(Dataset items)
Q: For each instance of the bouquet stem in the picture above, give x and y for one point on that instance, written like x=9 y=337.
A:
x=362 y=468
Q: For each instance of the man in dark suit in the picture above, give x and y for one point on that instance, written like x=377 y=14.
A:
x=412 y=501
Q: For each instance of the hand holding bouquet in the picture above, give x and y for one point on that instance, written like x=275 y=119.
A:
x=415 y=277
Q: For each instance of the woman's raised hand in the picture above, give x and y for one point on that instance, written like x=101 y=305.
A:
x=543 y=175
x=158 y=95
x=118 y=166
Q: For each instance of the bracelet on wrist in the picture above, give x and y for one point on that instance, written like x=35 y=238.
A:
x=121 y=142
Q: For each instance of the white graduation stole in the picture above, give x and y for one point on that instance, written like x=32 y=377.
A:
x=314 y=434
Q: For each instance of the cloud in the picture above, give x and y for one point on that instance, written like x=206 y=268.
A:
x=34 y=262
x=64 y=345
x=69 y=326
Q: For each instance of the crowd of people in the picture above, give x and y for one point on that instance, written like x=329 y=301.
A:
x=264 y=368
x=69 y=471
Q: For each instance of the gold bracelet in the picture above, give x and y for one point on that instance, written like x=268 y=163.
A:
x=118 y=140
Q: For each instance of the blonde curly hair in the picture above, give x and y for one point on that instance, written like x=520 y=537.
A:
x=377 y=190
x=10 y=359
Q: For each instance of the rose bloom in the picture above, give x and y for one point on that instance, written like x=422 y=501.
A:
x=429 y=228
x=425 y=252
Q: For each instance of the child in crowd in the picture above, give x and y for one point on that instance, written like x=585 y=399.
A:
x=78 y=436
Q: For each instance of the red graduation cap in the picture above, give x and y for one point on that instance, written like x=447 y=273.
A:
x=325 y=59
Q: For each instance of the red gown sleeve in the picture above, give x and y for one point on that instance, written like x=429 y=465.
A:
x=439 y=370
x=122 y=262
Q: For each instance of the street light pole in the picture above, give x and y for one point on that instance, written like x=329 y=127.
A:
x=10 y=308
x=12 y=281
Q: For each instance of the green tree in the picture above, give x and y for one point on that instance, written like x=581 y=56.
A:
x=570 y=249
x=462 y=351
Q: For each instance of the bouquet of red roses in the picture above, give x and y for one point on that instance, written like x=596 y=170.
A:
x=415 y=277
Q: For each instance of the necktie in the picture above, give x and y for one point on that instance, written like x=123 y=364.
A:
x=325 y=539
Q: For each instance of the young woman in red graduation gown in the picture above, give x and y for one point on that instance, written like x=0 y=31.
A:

▶ [Prompt]
Set aside each line above that includes the string "hand" and report it.

▶ [Answer to the problem]
Q: For each instance of the hand holding bouquet in the picture above, give x and y for one point on that instance, written like x=275 y=119.
Q: For each instance of the woman's raised hand in the picture above, give x and y for one point on that instance, written like x=101 y=305.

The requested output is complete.